(Exercise requirements)
Collect every line in the material below that contains the word "cabinet" and copy each of those lines in full.

(Task material)

= = =

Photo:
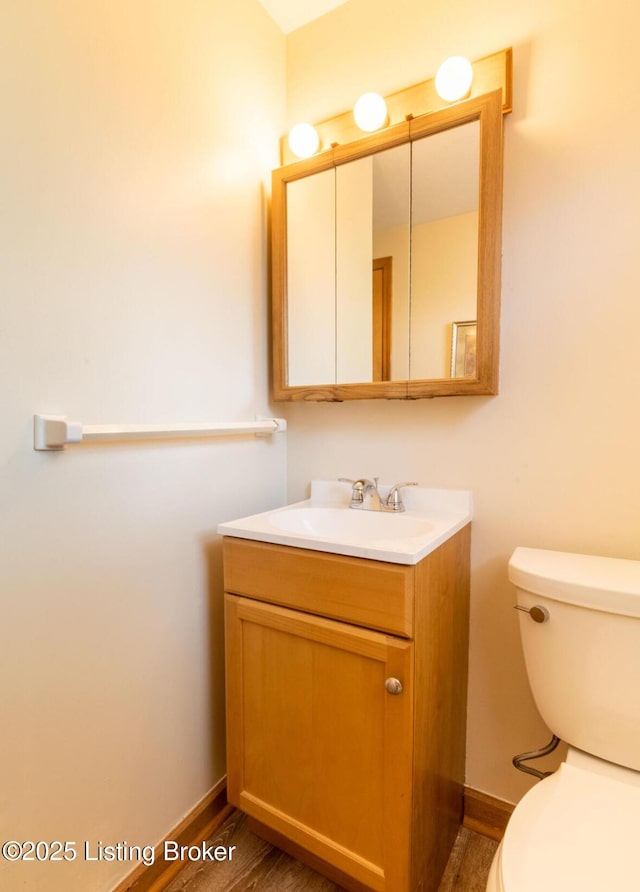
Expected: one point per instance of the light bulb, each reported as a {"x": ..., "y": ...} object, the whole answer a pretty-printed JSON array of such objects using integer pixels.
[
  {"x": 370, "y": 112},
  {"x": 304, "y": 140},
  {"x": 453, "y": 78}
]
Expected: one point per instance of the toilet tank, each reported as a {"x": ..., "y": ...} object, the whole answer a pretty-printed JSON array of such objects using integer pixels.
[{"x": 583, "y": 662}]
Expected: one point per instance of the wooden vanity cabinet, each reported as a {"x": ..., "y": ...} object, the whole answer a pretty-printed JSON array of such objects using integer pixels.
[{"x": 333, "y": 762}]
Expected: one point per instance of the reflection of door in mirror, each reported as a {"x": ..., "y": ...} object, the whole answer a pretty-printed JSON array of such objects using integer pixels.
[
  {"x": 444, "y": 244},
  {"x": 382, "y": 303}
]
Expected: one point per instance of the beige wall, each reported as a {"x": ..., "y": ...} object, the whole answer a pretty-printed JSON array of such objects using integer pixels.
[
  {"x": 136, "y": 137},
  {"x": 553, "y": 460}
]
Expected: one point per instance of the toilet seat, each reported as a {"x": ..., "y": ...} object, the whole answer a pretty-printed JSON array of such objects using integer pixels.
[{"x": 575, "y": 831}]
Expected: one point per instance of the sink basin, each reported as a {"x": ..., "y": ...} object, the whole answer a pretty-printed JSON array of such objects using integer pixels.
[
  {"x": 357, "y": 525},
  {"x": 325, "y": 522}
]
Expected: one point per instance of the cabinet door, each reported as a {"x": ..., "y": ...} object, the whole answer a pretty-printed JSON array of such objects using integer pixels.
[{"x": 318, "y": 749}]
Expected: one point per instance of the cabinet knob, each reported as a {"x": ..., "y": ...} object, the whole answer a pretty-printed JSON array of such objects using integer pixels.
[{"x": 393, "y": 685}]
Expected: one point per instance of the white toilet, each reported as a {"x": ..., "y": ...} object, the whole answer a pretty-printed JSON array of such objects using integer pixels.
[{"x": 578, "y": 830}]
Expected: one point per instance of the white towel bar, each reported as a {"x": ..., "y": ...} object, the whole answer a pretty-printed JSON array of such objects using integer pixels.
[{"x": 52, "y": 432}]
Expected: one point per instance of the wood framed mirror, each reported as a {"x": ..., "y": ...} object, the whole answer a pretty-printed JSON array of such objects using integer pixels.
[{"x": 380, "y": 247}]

= = =

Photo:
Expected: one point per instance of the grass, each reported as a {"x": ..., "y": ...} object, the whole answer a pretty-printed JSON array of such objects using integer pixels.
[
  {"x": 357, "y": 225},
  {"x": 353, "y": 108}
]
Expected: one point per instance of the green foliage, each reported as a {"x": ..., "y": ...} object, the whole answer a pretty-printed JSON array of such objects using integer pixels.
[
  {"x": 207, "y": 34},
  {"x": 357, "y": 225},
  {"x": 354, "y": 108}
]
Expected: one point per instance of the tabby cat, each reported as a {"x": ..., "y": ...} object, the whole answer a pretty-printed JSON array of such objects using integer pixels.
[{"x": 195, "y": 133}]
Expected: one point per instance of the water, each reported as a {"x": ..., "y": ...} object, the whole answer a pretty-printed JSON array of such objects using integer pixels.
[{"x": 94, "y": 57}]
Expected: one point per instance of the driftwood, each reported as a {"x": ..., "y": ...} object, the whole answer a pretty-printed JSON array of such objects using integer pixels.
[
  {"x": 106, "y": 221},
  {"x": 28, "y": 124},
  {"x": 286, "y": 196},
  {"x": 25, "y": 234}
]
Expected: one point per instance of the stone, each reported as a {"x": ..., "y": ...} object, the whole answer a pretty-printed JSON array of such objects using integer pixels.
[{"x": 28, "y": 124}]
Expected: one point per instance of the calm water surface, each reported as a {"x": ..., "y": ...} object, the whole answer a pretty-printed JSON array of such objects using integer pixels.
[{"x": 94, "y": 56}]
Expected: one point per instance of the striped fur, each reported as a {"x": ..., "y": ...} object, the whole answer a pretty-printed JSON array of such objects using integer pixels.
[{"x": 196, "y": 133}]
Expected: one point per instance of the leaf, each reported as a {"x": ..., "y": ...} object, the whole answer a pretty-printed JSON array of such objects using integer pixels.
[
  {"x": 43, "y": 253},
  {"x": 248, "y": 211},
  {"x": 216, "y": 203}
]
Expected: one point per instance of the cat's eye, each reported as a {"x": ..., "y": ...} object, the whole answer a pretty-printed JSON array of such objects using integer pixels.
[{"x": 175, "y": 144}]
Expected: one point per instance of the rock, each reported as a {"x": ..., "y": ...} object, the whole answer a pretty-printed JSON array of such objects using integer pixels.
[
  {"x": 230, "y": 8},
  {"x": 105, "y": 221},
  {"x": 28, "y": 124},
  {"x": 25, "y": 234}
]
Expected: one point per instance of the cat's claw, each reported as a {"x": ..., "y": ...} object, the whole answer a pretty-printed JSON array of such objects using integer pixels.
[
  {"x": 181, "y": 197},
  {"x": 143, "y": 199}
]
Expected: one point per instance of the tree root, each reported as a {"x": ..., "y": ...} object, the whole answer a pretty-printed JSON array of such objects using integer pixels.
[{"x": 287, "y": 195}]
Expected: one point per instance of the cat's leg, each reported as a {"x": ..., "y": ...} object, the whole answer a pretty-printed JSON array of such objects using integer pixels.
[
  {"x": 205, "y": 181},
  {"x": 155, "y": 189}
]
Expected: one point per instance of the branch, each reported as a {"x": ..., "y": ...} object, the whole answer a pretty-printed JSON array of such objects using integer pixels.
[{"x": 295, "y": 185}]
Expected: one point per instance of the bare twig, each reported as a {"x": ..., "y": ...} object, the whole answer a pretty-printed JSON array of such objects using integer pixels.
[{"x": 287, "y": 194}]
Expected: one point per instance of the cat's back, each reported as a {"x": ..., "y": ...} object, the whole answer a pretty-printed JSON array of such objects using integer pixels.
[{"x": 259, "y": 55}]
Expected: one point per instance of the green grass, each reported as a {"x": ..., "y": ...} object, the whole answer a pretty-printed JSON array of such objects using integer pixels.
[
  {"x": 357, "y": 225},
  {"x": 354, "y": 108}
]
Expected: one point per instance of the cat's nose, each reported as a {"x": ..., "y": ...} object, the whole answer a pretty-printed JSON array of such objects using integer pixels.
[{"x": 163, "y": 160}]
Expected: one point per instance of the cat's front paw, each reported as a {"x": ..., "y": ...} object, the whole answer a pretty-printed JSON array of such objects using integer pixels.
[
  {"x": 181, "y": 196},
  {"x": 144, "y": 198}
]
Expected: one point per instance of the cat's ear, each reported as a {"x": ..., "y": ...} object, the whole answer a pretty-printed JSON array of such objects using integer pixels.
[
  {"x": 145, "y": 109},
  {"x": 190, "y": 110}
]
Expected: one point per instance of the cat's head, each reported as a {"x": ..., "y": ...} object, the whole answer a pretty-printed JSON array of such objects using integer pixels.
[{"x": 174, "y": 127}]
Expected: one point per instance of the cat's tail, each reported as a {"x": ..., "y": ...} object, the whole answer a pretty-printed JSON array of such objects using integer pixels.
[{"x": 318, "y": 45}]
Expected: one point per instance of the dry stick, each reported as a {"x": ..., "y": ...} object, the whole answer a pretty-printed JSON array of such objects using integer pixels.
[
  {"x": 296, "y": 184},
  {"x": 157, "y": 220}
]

= = =

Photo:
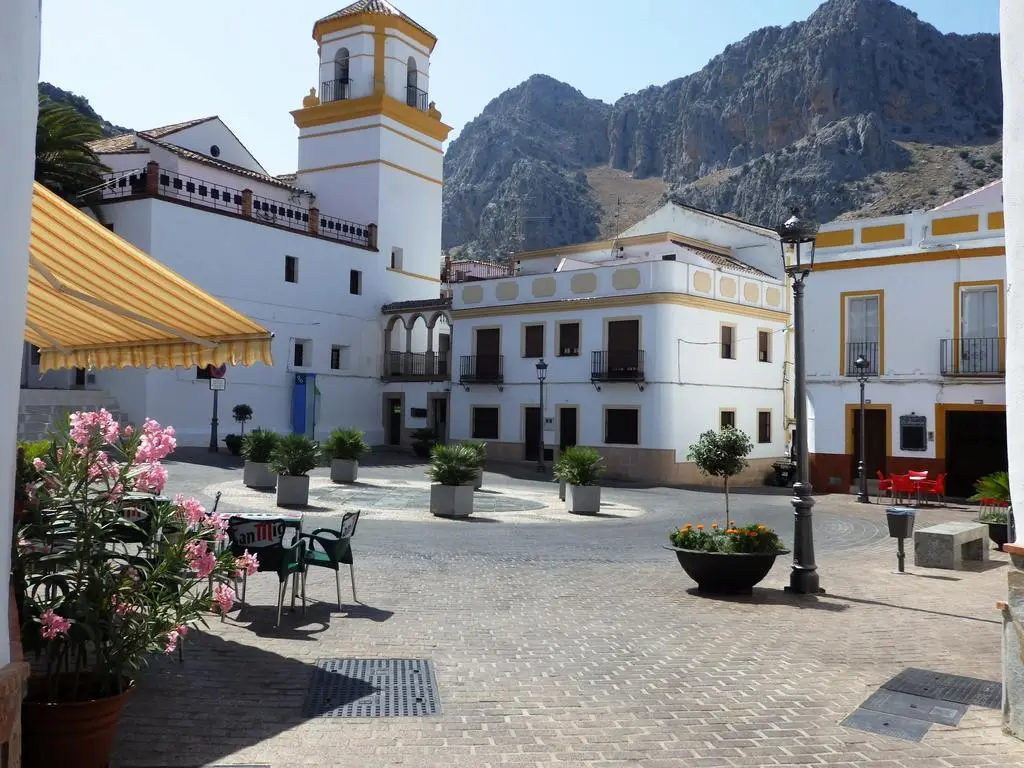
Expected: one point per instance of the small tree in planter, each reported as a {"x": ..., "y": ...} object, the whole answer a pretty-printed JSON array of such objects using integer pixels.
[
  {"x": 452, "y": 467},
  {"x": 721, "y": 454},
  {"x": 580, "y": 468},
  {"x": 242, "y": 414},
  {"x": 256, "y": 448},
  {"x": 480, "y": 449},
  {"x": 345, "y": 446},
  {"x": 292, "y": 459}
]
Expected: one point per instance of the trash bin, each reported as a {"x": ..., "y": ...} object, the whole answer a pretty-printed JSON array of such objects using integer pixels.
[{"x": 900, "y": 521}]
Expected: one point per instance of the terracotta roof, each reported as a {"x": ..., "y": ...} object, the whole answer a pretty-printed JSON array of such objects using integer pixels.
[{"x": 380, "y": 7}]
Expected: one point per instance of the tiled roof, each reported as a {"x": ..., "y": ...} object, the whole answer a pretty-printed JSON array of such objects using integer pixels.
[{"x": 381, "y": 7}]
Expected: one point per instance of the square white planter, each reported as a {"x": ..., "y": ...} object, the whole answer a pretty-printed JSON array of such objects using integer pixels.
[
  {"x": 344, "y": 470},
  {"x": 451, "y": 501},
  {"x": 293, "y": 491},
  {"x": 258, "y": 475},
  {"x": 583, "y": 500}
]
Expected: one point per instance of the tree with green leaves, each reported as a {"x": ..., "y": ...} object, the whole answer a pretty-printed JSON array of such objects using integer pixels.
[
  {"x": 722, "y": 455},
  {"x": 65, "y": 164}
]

= = =

(Final answer)
Expected: one point per instance of the wooden vanity cabinet, each reported as a {"x": ..., "y": ...} object, the whole answer a pretty-printed JSON array of such objects using integer pixels.
Expected: one point per instance of the cabinet door, each reported as a {"x": ..., "y": ...} object, the whole answer a pretty-printed JSON array of such objects using integer pixels.
Expected: one point per instance of the cabinet knob, each reported as a {"x": ..., "y": ...} object, the whole answer a pretty-printed JSON array of such objects using integer pixels.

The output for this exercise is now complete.